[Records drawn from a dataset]
----

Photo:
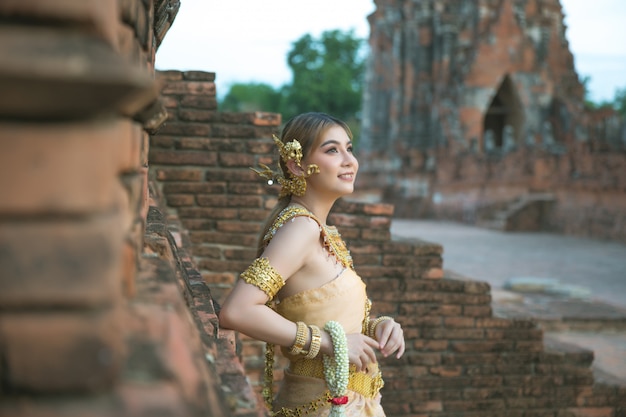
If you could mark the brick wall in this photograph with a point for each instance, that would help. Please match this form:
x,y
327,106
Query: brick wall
x,y
97,316
444,74
460,359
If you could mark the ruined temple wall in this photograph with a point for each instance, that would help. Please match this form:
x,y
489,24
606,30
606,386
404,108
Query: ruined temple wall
x,y
436,65
440,77
93,316
460,359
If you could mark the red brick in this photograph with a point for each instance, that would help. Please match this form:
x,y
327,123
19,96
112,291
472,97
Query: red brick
x,y
180,200
52,351
229,201
169,157
64,167
199,102
61,263
185,129
236,160
98,17
189,87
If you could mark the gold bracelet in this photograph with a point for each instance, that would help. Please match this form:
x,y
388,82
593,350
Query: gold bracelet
x,y
262,275
302,335
316,342
372,327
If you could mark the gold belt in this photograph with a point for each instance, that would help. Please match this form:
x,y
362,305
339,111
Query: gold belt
x,y
366,385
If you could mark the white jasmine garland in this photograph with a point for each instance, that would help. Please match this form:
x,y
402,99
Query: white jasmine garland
x,y
336,368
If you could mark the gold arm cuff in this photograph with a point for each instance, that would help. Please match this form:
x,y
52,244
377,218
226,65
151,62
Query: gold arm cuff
x,y
302,336
263,276
371,331
316,342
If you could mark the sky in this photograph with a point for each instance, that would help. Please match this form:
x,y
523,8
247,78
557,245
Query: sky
x,y
248,41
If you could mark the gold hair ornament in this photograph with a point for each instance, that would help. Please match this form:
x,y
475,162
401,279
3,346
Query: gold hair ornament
x,y
296,184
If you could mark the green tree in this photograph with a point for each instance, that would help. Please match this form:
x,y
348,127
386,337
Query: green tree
x,y
619,102
251,97
327,75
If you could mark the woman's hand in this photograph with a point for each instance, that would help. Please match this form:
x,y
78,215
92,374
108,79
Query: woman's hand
x,y
361,350
390,338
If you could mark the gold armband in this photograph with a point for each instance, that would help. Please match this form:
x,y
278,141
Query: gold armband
x,y
316,342
263,276
302,336
371,332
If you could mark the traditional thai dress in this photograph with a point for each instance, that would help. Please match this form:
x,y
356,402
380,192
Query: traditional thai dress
x,y
303,390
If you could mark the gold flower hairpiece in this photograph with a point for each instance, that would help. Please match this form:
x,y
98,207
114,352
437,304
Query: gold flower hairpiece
x,y
296,185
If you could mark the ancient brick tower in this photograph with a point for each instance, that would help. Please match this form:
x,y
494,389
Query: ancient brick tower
x,y
463,98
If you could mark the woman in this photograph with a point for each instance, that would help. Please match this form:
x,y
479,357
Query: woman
x,y
302,289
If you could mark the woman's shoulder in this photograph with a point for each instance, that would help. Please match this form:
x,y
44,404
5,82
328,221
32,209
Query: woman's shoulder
x,y
299,217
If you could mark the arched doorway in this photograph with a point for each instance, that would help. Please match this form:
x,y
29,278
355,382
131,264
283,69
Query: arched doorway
x,y
504,118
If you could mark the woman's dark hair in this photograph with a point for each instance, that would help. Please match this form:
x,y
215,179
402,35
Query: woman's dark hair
x,y
307,128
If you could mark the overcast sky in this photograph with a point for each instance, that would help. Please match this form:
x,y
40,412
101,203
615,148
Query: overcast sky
x,y
245,41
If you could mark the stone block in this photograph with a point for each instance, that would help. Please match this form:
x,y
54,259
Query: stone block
x,y
61,352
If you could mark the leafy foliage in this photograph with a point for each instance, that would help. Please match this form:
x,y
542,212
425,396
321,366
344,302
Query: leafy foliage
x,y
251,97
327,76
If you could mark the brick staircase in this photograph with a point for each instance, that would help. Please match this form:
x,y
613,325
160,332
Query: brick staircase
x,y
526,213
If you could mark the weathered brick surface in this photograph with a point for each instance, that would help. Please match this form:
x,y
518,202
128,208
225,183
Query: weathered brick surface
x,y
102,313
469,110
460,360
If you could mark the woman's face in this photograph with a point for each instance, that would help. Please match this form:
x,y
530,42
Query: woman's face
x,y
338,166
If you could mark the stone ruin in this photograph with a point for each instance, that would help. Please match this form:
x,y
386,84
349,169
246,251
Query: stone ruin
x,y
473,111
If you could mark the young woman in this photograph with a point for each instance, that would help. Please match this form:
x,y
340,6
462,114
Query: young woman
x,y
302,289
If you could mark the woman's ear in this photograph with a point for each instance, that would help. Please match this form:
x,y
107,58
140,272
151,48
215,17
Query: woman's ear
x,y
294,168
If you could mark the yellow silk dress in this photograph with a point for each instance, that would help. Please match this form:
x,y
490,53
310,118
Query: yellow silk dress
x,y
303,390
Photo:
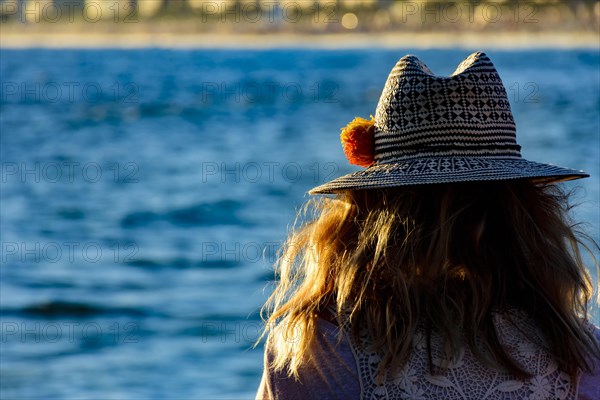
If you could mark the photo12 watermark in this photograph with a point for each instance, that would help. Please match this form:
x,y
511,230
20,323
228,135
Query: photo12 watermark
x,y
69,172
69,92
31,332
72,252
266,172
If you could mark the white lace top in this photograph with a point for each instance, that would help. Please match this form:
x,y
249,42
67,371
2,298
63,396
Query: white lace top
x,y
342,370
466,377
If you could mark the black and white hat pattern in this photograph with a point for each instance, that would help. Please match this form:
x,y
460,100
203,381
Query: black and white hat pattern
x,y
434,129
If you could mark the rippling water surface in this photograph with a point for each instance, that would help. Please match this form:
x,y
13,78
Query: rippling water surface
x,y
144,194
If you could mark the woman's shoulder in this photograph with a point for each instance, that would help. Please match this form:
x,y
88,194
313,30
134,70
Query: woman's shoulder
x,y
589,389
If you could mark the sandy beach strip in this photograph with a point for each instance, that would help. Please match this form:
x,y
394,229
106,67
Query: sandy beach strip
x,y
21,38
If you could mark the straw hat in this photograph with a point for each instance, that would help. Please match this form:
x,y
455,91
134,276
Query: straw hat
x,y
432,129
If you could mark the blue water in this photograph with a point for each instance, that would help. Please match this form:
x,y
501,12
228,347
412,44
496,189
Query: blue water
x,y
144,194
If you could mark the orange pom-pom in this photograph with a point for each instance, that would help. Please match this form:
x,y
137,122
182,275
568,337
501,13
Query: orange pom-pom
x,y
358,141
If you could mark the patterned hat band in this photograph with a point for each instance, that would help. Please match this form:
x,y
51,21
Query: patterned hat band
x,y
434,129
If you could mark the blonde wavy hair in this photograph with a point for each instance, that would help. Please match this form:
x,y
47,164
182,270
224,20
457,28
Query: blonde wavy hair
x,y
450,254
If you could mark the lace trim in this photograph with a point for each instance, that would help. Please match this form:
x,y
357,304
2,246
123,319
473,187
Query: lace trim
x,y
465,378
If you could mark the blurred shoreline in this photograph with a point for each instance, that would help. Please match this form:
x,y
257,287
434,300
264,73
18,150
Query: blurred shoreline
x,y
18,39
258,24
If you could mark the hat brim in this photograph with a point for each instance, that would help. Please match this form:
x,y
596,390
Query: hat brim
x,y
435,170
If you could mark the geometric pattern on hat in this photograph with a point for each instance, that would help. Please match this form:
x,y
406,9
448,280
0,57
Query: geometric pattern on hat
x,y
436,129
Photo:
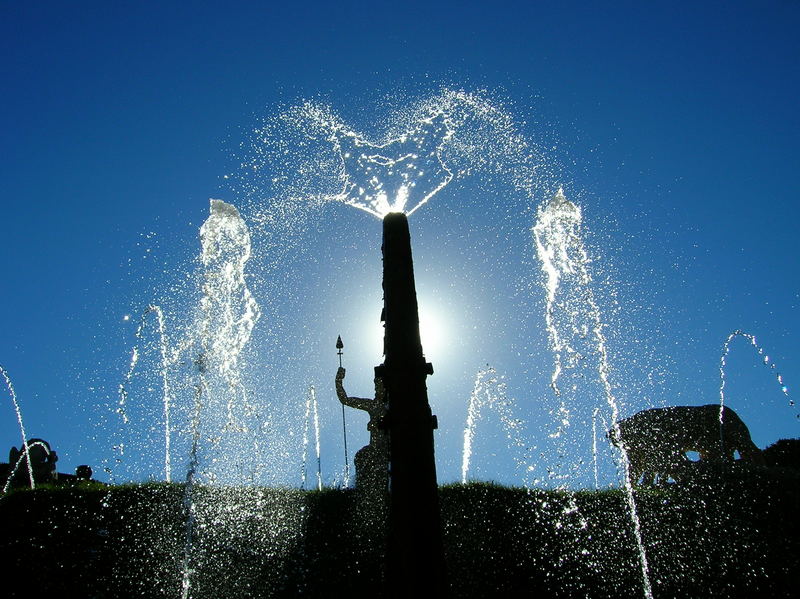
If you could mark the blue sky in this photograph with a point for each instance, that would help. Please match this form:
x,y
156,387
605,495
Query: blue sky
x,y
673,125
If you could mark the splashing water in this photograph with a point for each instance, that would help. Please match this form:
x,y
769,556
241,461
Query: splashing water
x,y
228,313
312,414
228,307
309,155
573,320
24,456
399,175
488,392
18,412
764,360
164,367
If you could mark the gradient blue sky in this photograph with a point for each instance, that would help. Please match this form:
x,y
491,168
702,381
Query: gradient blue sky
x,y
674,125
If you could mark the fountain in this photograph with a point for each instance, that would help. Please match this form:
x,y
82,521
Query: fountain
x,y
247,380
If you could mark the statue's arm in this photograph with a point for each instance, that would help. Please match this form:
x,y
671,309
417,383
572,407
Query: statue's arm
x,y
353,402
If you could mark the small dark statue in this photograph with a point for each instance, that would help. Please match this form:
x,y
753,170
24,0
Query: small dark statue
x,y
372,461
658,440
43,463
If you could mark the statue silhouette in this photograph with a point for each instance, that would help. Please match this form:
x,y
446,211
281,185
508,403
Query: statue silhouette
x,y
43,463
372,461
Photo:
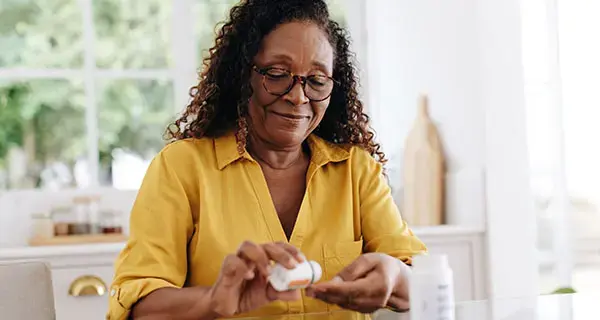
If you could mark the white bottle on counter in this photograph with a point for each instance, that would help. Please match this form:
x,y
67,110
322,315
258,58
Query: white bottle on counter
x,y
431,288
303,275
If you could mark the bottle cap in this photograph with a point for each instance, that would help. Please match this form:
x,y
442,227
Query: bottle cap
x,y
435,261
317,271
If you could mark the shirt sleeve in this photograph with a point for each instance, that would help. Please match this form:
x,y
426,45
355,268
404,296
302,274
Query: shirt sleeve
x,y
161,223
382,225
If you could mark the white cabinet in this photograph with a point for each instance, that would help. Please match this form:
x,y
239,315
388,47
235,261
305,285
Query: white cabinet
x,y
92,301
70,263
89,268
464,248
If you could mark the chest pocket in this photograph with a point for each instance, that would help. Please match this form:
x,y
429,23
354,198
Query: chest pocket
x,y
338,255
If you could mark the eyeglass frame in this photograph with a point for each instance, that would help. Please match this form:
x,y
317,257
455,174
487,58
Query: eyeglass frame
x,y
295,78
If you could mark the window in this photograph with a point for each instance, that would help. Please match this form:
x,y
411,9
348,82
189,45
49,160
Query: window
x,y
87,87
561,64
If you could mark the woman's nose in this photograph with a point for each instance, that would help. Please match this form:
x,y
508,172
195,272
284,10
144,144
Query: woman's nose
x,y
296,95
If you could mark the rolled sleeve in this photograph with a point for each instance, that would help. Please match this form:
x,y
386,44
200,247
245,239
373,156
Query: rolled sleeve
x,y
382,225
125,295
161,223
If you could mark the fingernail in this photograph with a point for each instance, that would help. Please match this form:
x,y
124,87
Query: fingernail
x,y
293,262
269,270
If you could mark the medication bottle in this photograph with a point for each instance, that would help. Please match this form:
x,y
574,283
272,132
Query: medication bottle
x,y
431,288
305,274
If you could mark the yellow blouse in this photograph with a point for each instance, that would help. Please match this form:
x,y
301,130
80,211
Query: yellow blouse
x,y
200,200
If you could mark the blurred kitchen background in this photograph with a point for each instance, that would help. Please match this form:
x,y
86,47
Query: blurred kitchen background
x,y
87,88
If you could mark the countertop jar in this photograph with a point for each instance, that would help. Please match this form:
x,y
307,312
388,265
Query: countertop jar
x,y
62,217
110,222
86,210
42,226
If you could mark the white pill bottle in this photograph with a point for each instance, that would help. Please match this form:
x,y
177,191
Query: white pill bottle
x,y
431,288
303,275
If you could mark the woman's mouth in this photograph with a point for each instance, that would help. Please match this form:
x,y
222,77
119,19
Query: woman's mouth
x,y
291,116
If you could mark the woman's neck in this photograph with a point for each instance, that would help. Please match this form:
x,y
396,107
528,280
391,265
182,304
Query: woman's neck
x,y
275,158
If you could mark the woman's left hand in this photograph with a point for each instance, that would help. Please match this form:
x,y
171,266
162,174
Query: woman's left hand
x,y
373,281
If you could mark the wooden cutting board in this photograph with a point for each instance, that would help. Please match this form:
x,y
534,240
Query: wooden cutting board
x,y
423,171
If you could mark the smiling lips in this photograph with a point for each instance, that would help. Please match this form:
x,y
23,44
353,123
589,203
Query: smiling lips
x,y
291,116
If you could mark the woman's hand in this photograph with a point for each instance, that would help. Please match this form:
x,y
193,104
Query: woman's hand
x,y
242,285
373,281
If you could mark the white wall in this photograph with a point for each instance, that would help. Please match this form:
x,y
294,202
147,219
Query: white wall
x,y
430,47
466,55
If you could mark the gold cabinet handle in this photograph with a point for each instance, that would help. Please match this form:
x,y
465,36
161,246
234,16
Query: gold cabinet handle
x,y
87,286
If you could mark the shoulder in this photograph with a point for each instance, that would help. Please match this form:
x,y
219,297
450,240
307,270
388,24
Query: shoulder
x,y
190,152
361,159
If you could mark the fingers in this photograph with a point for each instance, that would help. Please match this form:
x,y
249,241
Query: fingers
x,y
291,295
359,268
364,295
235,270
262,255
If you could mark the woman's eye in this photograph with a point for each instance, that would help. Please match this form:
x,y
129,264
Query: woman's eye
x,y
276,74
318,81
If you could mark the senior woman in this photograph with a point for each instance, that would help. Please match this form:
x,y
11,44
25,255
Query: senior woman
x,y
273,161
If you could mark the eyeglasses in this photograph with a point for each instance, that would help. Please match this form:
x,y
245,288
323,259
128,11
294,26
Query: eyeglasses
x,y
279,82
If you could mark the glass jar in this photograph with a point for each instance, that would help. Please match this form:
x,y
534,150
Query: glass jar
x,y
42,226
62,218
110,222
86,210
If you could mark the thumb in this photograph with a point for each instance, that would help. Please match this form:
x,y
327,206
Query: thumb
x,y
359,268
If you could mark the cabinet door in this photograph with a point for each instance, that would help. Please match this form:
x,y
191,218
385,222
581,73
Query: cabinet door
x,y
92,301
460,258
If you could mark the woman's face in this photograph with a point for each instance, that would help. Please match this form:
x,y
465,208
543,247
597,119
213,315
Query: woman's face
x,y
302,49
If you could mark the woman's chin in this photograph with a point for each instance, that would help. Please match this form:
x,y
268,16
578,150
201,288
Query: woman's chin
x,y
288,138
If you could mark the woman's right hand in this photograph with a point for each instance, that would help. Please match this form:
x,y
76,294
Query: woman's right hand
x,y
242,285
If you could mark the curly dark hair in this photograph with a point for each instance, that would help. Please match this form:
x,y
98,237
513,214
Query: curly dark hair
x,y
221,97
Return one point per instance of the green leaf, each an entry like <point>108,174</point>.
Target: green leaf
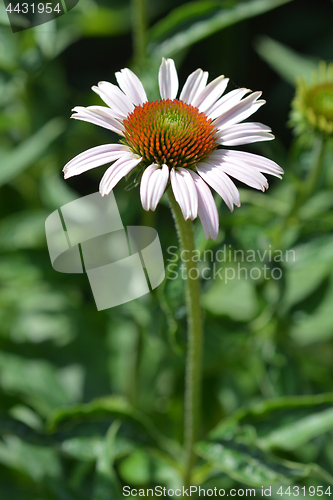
<point>224,296</point>
<point>107,484</point>
<point>253,467</point>
<point>23,230</point>
<point>205,19</point>
<point>299,432</point>
<point>265,408</point>
<point>36,381</point>
<point>312,263</point>
<point>135,425</point>
<point>103,21</point>
<point>286,62</point>
<point>30,150</point>
<point>33,460</point>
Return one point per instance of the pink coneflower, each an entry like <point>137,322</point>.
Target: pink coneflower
<point>178,140</point>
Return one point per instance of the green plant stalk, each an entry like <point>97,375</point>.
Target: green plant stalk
<point>192,402</point>
<point>139,28</point>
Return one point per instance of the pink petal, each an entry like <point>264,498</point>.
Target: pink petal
<point>153,184</point>
<point>210,94</point>
<point>94,157</point>
<point>238,169</point>
<point>117,171</point>
<point>222,184</point>
<point>131,85</point>
<point>168,79</point>
<point>93,114</point>
<point>244,133</point>
<point>245,108</point>
<point>194,85</point>
<point>207,210</point>
<point>256,161</point>
<point>185,192</point>
<point>114,98</point>
<point>226,102</point>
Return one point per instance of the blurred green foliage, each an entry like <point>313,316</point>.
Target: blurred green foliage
<point>92,400</point>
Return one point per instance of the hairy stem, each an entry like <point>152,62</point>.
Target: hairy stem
<point>139,27</point>
<point>192,401</point>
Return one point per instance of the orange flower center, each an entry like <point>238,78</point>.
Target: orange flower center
<point>169,132</point>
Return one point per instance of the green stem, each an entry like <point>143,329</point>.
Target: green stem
<point>307,189</point>
<point>313,178</point>
<point>139,27</point>
<point>192,402</point>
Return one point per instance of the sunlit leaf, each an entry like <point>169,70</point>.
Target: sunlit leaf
<point>299,432</point>
<point>206,19</point>
<point>285,61</point>
<point>135,425</point>
<point>252,467</point>
<point>30,150</point>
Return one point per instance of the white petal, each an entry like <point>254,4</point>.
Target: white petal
<point>117,171</point>
<point>238,169</point>
<point>256,161</point>
<point>245,108</point>
<point>194,85</point>
<point>131,85</point>
<point>93,114</point>
<point>152,186</point>
<point>244,133</point>
<point>168,79</point>
<point>94,157</point>
<point>185,192</point>
<point>222,184</point>
<point>226,102</point>
<point>114,98</point>
<point>210,94</point>
<point>207,210</point>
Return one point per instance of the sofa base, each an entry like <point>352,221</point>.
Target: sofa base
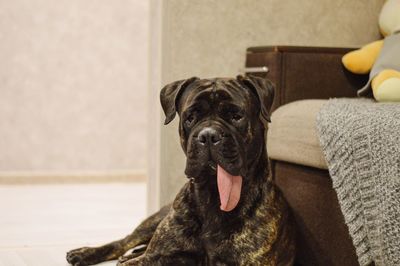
<point>323,237</point>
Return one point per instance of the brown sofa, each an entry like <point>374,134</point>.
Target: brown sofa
<point>309,73</point>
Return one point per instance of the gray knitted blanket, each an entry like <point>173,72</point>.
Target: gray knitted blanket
<point>361,142</point>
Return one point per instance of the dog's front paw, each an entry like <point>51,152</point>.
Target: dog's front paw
<point>80,256</point>
<point>128,260</point>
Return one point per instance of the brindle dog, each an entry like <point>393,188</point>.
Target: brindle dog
<point>229,212</point>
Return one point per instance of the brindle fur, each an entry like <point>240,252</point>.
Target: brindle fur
<point>194,231</point>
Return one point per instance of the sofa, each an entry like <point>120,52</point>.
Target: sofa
<point>304,78</point>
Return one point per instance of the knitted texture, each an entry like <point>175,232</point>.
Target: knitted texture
<point>361,143</point>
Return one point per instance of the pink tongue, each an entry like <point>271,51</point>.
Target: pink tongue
<point>229,188</point>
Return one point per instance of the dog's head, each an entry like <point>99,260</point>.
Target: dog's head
<point>221,128</point>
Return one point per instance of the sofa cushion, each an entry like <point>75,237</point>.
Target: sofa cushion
<point>292,135</point>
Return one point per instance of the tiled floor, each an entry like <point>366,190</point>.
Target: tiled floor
<point>39,223</point>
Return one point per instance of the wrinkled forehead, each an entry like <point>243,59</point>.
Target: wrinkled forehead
<point>215,91</point>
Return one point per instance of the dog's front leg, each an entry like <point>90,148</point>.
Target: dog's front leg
<point>112,251</point>
<point>176,240</point>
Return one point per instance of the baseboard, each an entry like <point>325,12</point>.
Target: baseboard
<point>14,178</point>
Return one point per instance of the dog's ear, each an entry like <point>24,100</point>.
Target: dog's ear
<point>169,97</point>
<point>264,90</point>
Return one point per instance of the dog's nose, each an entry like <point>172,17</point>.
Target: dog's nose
<point>209,135</point>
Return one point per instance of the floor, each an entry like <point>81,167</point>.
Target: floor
<point>40,223</point>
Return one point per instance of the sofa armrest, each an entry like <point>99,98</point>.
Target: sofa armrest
<point>304,72</point>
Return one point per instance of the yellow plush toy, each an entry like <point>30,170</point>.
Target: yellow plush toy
<point>380,58</point>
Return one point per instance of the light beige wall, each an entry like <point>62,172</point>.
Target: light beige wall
<point>208,38</point>
<point>73,85</point>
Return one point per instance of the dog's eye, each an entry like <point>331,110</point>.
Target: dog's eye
<point>236,117</point>
<point>189,119</point>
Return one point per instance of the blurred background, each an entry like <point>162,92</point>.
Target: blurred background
<point>83,153</point>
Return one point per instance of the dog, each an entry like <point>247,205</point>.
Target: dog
<point>229,212</point>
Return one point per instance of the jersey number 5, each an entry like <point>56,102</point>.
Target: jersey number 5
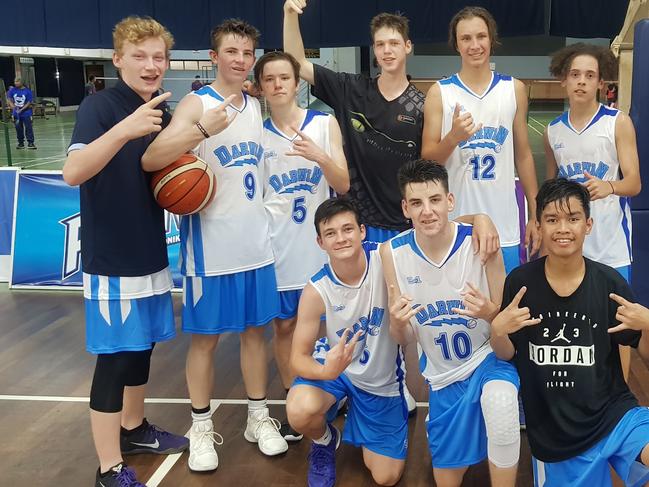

----

What you will do
What lines of the preceding data include the string "number"? Pull them out.

Worked solution
Return one point per instance of the jersey number 5, each an entry like <point>56,102</point>.
Target: jersey number 5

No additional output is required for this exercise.